=== Entries shown ===

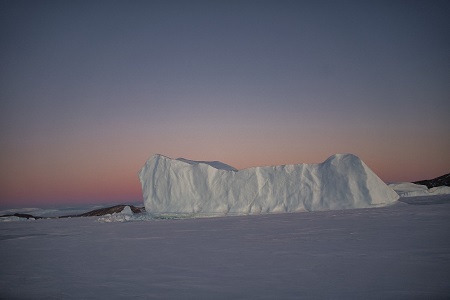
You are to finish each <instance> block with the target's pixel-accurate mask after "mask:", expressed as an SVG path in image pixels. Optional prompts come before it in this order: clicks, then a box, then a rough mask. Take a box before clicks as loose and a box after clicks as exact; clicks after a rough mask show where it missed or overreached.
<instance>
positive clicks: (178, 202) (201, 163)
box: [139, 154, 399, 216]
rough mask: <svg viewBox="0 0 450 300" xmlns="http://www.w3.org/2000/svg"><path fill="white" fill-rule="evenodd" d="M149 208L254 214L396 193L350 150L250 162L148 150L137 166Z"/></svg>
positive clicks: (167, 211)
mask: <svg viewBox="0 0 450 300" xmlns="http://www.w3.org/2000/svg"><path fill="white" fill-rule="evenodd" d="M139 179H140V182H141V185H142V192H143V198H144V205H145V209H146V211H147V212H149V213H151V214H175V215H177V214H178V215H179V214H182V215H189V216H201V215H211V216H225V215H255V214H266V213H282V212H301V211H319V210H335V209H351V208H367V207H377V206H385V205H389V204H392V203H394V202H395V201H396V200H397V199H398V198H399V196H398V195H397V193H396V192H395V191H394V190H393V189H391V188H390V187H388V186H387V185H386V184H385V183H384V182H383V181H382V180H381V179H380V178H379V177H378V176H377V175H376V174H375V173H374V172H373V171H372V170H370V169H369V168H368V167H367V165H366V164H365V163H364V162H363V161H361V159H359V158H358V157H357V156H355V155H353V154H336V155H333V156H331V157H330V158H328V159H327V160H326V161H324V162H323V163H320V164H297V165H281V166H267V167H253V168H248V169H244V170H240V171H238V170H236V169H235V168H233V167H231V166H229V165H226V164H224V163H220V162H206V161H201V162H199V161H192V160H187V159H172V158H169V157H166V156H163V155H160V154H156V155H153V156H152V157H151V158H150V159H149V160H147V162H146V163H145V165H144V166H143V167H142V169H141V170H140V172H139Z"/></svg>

===
=== Entries shown ===

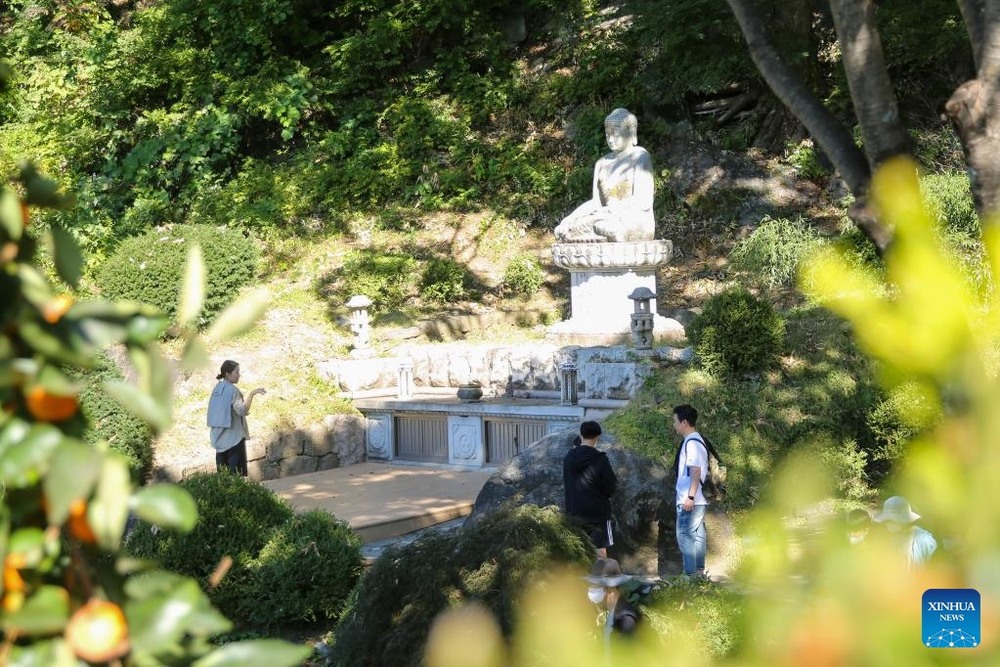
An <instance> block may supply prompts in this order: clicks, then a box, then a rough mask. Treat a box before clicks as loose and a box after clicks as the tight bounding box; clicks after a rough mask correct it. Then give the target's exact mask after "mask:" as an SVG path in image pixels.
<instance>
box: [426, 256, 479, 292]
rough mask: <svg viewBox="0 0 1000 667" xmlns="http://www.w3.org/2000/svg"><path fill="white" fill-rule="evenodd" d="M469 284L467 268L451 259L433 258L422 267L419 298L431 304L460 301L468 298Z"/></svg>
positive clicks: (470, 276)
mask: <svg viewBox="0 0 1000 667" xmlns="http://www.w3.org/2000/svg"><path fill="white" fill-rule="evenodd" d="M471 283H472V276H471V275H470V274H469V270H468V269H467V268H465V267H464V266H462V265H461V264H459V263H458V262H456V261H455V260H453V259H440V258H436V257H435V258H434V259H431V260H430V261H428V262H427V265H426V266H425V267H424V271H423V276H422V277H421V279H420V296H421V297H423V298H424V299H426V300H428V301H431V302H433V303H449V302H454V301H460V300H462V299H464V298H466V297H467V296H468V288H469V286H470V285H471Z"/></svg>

===

- **Your assignment**: Where a line in the entries holds "instance", copy that line.

- **Solution to the exercise**:
You are to finish each <instance> block with the target's pixel-accurate mask after "mask:", expressed as an SVG path in image pixels. Optional prompts come before it in this order: clicks, then a box, then a rough mask. Take a box before clicks as loose and a box after clicks as exact; clicks after a rough mask show where it missed or overreached.
<instance>
An <instance> block may supply prompts in this order: clicks, then a box, then a rough mask. Treat a box before clicks as loose and a box after clicks as the tight bounding box; clicks after a rough mask correct it. Then give the target's exact mask after "mask:" as an SVG path in image pixels.
<instance>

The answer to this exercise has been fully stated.